Finalement, dans notre société, il faut manger et acheter des appareils.

Ce qui est bien, c’est de regarder Qui a peur de Virginia Woolf, et même sur un écran déformé, c’est mieux que TF1 sur un écran plat.

Le message se pervertit au profit de l’emballage, si je puis dire. On mange de la merde, mais dans des boîtes bariolées. On regarde de la merde, mais sur un appareil super perfectionné..

5 commentaires:

Anonyme a dit…

Il devrait exister des boutiques pour riches, ou pour des gens comme ton Belge, qui aiment exhiber ce qu'ils dépensent (symbole de ce qu'ils gagnent —car ils sont ce qu'ils gagnent ou plutôt ce qu'ils dépensent, c'est assez triste), des boutiques, donc, où il y aurait des saisons de soldes inverses :

"Jusqu'au 15 juin !! : 10% d'augmentation sur tous nos articles ; 20% d'augmentation sur une sélection de nos articles les plus chers, seulement jusqu'à la fin d'existences" (comme on dit en espagnol très souvent lors des soldes : ça fait référence aux articles vendus, mais c'est vrai que si on arrête d'exister, c'est fini les soldes, aussi).

Ces gens-là n'auraient guère apprecié mon voyage à Marathon et à Paris : je me suis logé dans des hôtels I*is (je sais, il y a moins cher : par exemple, j'enviais un peu le Belge -tiens, un autre- avec qui j'ai causé un bon moment au retour de Marathon et qui m'a dit en descendant du car qu'il était à l'auberge de jeunesse, tout près, tandis que je devais encore prendre un taxi pour me rendre à mon I*is). Très loin de ton Belge de la montre ¿aux diamants? et tous ces gens, je suis encore tout fier que le vol aller-retour M*drid-Paris ne m'ait coûté que 68,50€ (tout compris)... Non, ils m'auraient méprisé pour mon séjour à Ta Ville, où le plus Cher a été les rencontres avec ces deux personnes extraordinaires avec qui j'avais rendez-vous et qui m'ont donné leur temps et leur amitié comme ça, gratuitement, généreusement, juste pour parler, pour partager des idées, des rêves, des . Est-ce qu'on n'aime plus ce genre de choses, tu crois, au sein de cette société fruit de 2000 ans de civilisation judéo-chrétienne, comme tu dis ? Ou bien je suis trop naïf, alors.

antagonisme a dit…

Alors, peut-être que je devrais plus rester dedans ma société judéo-chrétienne? Ici, on aime terriblement montrer... C'est fatigant.
Mais ce que je veux dire c'est que l'on est inconsciemment habité par le désir ou la curiosité ou le besoin de consommer, en raison du bombardement de pub. Je l'ai compris dans le pays où j'habite, où il est tellement acrobatique de se procurer les derniers trucs à la mode que je les oublie, parce que je ne suis pas très accro, certes, mais je les oublie alors qu'en France je prends conscoence des choses (télé écrans larges, etc;;;).

Consigne écrite 1:
Répondez aux questions suivantes à partir du texte sur la consommation.
(a) Quel titre le texte cite-t-il comme préférable à TF1 sur un écran plat ?
(b) Combien a coûté le vol aller-retour M*drid-Paris, selon le premier commentaire ?
(c) Où logeait l'autre Belge rencontré au retour de Marathon ?
Consigne écrite 2: Poursuivez le texte sur la consommation à partir de sa dernière phrase.

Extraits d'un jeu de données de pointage
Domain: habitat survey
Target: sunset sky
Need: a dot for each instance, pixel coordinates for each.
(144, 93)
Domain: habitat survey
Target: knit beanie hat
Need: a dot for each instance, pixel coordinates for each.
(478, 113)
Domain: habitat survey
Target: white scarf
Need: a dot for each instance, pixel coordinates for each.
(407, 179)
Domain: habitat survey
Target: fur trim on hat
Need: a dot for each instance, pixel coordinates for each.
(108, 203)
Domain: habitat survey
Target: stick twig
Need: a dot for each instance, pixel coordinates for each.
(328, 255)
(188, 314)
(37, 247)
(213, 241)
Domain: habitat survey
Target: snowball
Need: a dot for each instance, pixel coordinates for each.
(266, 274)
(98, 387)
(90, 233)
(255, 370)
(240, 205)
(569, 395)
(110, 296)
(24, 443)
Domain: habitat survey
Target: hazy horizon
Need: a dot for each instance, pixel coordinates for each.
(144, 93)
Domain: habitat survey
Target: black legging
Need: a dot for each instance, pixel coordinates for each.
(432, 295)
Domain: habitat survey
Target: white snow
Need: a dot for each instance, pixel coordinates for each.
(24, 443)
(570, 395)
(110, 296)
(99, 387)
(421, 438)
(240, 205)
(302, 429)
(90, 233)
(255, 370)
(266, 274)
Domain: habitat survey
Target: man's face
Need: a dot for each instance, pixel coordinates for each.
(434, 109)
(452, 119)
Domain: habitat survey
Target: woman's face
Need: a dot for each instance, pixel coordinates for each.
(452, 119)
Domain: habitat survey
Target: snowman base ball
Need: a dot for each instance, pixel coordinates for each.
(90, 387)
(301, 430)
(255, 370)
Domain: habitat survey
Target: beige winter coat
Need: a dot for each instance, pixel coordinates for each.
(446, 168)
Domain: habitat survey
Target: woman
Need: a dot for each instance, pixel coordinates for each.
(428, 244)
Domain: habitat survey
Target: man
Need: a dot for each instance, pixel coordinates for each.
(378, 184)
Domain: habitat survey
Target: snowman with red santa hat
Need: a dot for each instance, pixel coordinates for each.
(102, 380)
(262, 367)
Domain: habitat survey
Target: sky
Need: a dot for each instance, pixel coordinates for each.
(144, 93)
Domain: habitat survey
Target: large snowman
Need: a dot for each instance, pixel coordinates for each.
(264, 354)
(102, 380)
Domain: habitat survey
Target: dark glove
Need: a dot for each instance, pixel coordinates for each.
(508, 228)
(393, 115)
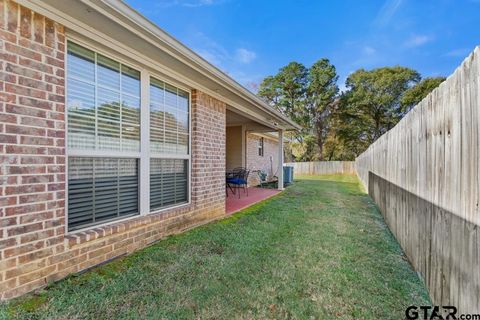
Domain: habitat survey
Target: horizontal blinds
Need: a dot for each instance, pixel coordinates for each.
(168, 182)
(103, 102)
(169, 119)
(101, 189)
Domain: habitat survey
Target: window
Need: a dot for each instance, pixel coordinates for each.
(169, 136)
(260, 147)
(105, 162)
(103, 105)
(103, 101)
(101, 189)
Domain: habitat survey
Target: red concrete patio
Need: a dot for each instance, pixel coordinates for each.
(255, 195)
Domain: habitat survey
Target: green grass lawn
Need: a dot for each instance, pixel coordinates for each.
(320, 250)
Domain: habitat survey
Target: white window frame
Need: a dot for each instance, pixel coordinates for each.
(143, 155)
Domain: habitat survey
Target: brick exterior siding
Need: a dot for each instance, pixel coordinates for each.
(256, 162)
(34, 249)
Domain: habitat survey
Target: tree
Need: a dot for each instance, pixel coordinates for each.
(371, 106)
(322, 91)
(304, 95)
(415, 94)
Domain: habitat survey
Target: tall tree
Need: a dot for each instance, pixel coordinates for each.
(322, 90)
(415, 94)
(371, 106)
(304, 95)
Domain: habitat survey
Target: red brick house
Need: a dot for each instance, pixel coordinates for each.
(112, 136)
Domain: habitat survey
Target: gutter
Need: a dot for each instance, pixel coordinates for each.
(190, 57)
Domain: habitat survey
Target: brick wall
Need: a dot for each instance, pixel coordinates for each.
(32, 147)
(256, 162)
(34, 249)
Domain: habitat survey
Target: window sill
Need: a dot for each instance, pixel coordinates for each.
(78, 237)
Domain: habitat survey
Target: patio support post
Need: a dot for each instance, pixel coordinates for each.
(280, 159)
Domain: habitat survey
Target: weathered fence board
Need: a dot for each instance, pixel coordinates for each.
(424, 176)
(323, 167)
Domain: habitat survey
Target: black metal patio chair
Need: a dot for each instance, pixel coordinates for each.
(238, 179)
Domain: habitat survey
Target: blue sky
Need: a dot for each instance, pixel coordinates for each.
(250, 39)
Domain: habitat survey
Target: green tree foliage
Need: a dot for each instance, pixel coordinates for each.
(415, 94)
(321, 91)
(341, 126)
(304, 95)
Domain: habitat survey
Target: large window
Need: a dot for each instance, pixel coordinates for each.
(101, 189)
(169, 130)
(106, 153)
(103, 103)
(261, 147)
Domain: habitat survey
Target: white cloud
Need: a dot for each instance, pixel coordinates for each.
(367, 50)
(417, 40)
(387, 11)
(188, 3)
(458, 53)
(243, 55)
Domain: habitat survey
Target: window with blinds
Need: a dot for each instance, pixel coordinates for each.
(100, 190)
(104, 103)
(169, 137)
(103, 99)
(169, 112)
(168, 182)
(261, 147)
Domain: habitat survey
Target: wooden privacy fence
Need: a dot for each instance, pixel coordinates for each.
(424, 175)
(322, 167)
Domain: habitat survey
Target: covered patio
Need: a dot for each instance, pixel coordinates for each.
(233, 203)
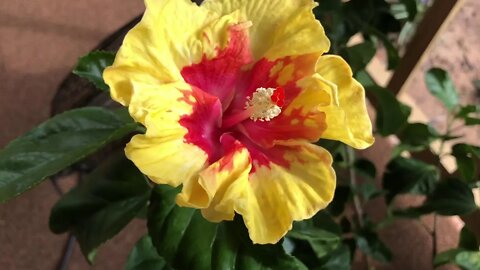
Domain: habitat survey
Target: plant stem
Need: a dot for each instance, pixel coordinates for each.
(450, 120)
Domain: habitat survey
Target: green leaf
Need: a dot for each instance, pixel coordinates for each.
(391, 114)
(411, 6)
(145, 257)
(441, 86)
(467, 157)
(468, 240)
(371, 245)
(339, 259)
(56, 144)
(91, 67)
(358, 56)
(406, 175)
(340, 199)
(187, 241)
(451, 197)
(321, 232)
(102, 205)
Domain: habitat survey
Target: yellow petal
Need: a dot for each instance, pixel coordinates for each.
(277, 195)
(280, 27)
(171, 35)
(348, 121)
(217, 188)
(169, 99)
(163, 160)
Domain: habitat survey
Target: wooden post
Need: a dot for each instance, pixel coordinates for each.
(436, 17)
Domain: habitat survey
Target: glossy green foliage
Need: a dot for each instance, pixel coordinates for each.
(91, 67)
(441, 86)
(370, 244)
(321, 232)
(57, 144)
(392, 115)
(406, 175)
(186, 240)
(470, 114)
(467, 157)
(451, 197)
(102, 205)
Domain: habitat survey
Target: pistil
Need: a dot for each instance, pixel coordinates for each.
(264, 105)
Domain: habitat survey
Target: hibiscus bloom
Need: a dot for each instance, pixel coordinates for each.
(232, 93)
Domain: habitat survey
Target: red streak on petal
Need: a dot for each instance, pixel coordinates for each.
(217, 76)
(278, 96)
(231, 146)
(203, 124)
(263, 156)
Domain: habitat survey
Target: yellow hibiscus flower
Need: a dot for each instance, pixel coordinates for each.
(232, 93)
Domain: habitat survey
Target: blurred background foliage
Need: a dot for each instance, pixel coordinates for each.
(178, 238)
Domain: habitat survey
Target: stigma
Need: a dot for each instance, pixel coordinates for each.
(265, 103)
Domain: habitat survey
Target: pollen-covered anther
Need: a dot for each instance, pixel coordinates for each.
(265, 103)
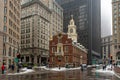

Résultat final 1:
(a) Qui a peur de Virginia Woolf.
(b) 68,50 €, tout compris.
(c) À l'auberge de jeunesse, tout près.

Résultat final 2:
La montre de mon Belge, sans diamant, était très jolie, esthétiquement. D'où ma remarque. Elle n'avait pas l'air d'un truc cher, mais d'un truc beau.

Anonyme a dit…

Tu critiques avec beaucoup de justesse le côté vain de la société de consommation, particulièrement de nos jours où tout évolue très vite. Et le côté m'as-tu-vu de ton Belge est tout simplement débile (je trouve). Dépenser pour dépenser, dépense pour le montrer, c'est vide de sens.
C'est mieux de regarder des choses intelligentes sur une télé à écran bombé (que des bêtises sur un écran plat), c'est une jolie image et tu as bien raison.

Anonyme a dit…

Je suis parisienne et vous ne me connaissez pas. Une autre fois, j'oserai peut-être composer un éloge de votre plume et m'épancher sur l'intérêt que m'inspire votre personne. Aspirée par la lecture de votre blog, je tombai sur votre article - A l'extérieur du jardin d'Eden - où vous sembler regretter le libre-arbitre que Dieu laisse aux hommes. Je me permets juste de remarquer que le libre-arbitre ne signifie pas encore liberté, qui, elle, se conquiert (je plagie un peu Descartes) Il m'apparut que vous vous débrouillez très bien sur ce terrain.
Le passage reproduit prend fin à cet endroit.